=== WRITTEN PROBLEM ===
Output only the lines from the one holding "Would you kindly indicate the nightstand" to the end of the data below, please, copied exactly.

Start of GIVEN ENTRIES

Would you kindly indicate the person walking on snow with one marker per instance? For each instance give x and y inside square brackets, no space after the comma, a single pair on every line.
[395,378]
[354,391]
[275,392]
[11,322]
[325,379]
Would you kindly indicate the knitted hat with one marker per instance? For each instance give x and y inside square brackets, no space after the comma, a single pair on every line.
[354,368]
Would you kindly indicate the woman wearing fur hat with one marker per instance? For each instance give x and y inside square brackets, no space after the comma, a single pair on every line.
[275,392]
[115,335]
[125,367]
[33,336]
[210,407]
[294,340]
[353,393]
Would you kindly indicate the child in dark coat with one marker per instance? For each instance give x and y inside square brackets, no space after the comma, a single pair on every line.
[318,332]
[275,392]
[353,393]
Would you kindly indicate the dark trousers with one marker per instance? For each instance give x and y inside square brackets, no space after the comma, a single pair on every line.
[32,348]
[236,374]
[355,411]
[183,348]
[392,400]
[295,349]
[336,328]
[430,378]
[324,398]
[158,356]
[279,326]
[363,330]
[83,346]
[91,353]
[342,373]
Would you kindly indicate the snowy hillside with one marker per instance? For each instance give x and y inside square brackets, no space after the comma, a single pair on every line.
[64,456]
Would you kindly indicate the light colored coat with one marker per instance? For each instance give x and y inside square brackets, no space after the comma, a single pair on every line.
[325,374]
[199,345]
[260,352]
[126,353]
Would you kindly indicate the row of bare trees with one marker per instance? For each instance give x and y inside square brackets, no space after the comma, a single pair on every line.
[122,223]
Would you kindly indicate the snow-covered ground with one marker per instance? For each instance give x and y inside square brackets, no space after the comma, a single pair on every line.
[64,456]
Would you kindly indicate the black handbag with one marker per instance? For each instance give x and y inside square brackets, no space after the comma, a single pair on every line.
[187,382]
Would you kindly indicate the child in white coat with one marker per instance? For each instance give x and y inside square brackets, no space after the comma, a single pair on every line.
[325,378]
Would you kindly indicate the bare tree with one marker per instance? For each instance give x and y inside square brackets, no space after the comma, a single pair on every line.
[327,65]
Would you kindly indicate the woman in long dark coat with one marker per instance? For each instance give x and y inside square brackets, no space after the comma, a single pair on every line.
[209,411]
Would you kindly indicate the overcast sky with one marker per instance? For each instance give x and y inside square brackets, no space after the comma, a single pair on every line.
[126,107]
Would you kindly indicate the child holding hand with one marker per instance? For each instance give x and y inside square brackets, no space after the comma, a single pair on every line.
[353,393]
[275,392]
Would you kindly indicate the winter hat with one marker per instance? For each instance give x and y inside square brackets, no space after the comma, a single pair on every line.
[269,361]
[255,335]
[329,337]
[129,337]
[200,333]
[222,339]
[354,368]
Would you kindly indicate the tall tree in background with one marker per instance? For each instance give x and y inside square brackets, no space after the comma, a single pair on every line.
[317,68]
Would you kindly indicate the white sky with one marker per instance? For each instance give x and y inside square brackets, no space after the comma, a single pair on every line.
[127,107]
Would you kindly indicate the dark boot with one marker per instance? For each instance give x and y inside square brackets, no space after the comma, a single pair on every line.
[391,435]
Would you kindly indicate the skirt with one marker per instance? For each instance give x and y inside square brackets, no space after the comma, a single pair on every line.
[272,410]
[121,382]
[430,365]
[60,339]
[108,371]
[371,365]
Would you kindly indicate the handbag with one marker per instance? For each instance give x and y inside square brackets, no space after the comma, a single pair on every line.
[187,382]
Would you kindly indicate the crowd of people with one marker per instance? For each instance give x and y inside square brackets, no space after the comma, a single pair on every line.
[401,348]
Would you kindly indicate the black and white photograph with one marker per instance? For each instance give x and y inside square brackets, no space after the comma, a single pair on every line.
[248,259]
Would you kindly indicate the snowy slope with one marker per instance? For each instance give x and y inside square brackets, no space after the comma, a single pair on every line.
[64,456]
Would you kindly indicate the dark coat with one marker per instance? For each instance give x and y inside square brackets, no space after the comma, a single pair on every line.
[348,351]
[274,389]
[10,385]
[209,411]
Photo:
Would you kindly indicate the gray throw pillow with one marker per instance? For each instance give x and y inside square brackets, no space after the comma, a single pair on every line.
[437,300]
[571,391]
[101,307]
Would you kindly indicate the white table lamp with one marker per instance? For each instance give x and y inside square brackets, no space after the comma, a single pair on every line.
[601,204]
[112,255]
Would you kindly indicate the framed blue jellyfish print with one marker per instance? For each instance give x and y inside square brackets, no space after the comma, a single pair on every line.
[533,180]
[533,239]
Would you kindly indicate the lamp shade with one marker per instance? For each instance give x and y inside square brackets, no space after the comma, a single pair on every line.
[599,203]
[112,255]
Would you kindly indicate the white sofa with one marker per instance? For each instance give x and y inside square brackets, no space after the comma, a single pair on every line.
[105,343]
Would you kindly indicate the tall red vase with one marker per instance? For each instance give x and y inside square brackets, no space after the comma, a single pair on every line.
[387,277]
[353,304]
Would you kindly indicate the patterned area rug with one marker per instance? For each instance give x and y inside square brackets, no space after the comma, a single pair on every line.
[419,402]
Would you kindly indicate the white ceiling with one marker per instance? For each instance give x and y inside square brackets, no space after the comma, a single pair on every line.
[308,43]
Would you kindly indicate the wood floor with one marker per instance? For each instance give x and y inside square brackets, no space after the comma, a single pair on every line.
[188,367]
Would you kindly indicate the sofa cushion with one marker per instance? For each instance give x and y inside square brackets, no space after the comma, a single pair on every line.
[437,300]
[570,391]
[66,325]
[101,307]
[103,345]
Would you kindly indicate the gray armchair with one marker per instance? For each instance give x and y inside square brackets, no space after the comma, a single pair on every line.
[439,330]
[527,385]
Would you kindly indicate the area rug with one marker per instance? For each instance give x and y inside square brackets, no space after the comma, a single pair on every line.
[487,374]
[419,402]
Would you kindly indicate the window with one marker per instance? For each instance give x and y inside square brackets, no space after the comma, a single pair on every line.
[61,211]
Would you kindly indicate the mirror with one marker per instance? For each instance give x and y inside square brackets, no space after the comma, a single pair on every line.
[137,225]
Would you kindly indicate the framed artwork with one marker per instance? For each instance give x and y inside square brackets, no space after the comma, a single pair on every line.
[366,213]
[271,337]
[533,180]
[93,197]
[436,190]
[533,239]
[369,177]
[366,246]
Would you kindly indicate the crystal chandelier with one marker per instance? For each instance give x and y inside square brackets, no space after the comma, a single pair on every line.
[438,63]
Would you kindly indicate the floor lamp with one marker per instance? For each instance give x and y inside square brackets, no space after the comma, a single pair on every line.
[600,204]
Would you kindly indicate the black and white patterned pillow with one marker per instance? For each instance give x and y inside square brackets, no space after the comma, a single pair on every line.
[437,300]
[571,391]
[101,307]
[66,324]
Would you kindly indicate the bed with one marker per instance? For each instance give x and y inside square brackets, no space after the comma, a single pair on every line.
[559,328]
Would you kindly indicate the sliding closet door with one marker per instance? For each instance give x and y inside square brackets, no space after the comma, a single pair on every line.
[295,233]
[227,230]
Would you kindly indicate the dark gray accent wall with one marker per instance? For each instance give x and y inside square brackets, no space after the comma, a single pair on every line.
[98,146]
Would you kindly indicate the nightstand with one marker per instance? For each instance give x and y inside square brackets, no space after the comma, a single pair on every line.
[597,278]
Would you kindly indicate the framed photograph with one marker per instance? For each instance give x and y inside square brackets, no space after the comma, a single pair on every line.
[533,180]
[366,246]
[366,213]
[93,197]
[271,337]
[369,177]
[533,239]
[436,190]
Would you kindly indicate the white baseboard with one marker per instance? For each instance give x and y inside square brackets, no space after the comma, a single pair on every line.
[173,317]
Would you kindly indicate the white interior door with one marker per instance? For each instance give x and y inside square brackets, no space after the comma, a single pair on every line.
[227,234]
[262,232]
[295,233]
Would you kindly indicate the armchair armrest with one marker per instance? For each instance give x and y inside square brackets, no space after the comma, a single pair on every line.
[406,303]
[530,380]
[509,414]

End of GIVEN ENTRIES

=== RESULT ===
Would you kindly indicate the nightstand with one marker per instance? For each instance give x and y inside square brackets, no space after the comma, a single pair on every line.
[597,278]
Would you kindly indicate the framed photograph with one marker per instance? For each instance give x and y inside square brackets, no space after the comma, a single pair on every line.
[533,180]
[366,246]
[366,213]
[93,197]
[271,337]
[369,177]
[533,239]
[436,190]
Would you kindly indicate the white baseboard with one marker per instance? For each instance give x and y inside square brackets, no space after the comma, a single pair on every line.
[173,317]
Would you kindly indicate the white interior door with one marker per instance? For each instance give x and y inside square brackets, no space after the comma, a single pair on every line.
[227,234]
[262,232]
[295,233]
Would you kindly indicate the armchair armrest with one marker per instance? For each instance give x and y inside square brackets, no space after the comma, a single pair on every line.
[406,303]
[530,380]
[509,414]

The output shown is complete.